• Work required
Copy the passage of the PySpark post that begins at the words "This lead me" and stops after "SparkContext._gateway.proc.kill()".

• Reading passage
__________

Reinitializing PySpark

Sometimes I look at the code I’ve written and I know I’m going to hell.

At $WORK I encountered a weird bug - some tests that relied on pyspark for executing SQL were failing. The failure mode was the following message:

java.lang.IllegalArgumentException: Cannot initialize FileIO implementation org.apache.iceberg.aws.s3.S3FileIO: Cannot find constructor for interface org.apache.iceberg.io.FileIO

This was odd, because the code we used to create the SparkSession instance looked like this:

SparkSession.builder.appName("foo")
.config(
    "spark.jars.packages",
    "org.apache.iceberg:iceberg-spark-runtime-3.4_2.12:1.5.2,"
    "software.amazon.awssdk:bundle:2.19.13,"
    "software.amazon.awssdk:url-connection-client:2.19.13,",
)
...
.getOrCreate()

We’re definitely including the right set of jars to provide S3FileIO so what gives? After poking around I realized that the culprit wasn’t the setup for this particular test, but the test before it, which did:

SparkSession.builder.appName("bar")
.config(
    "spark.jars.packages",
    "org.apache.iceberg:iceberg-spark-runtime-3.4_2.12:1.5.2"
)
...
.getOrCreate()

This lead me to the extremely fun realization that getOrCreate will do exactly what it says - it will always try to get an existing instance, even if the configuration differs. Looking around online, I found other reports matching the same behavior, and a general sense of defeat - having differing configurations in pyspark is simply a no-go. Even if you stop an existing session, the underlying JVM process will live on until the python process ends, and future SparkSession.Builders will not be able to change the set of jars. While for our particular usecase, it was okay to just use the super set of jars everywhere, I couldn’t help but feel like there must be a way to reset the state and create a totally new instance. After a bit of poking, I found one:

from pyspark import SparkContext

if SparkContext._gateway:
    SparkContext._gateway.proc.kill()
    SparkContext._gateway = None
    SparkContext._jvm = None

…so cursed. This will invalidate all existing references to sessions, and will do weird things if you have an sessions that aren’t stopped, so use at your own risk.

Written on June 20, 2024

__________

• Source material
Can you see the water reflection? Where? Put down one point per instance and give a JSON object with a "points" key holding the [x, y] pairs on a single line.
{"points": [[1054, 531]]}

__________

• Exercise response
This lead me to the extremely fun realization that getOrCreate will do exactly what it says - it will always try to get an existing instance, even if the configuration differs. Looking around online, I found other reports matching the same behavior, and a general sense of defeat - having differing configurations in pyspark is simply a no-go. Even if you stop an existing session, the underlying JVM process will live on until the python process ends, and future SparkSession.Builders will not be able to change the set of jars. While for our particular usecase, it was okay to just use the super set of jars everywhere, I couldn’t help but feel like there must be a way to reset the state and create a totally new instance. After a bit of poking, I found one:

from pyspark import SparkContext

if SparkContext._gateway:
    SparkContext._gateway.proc.kill()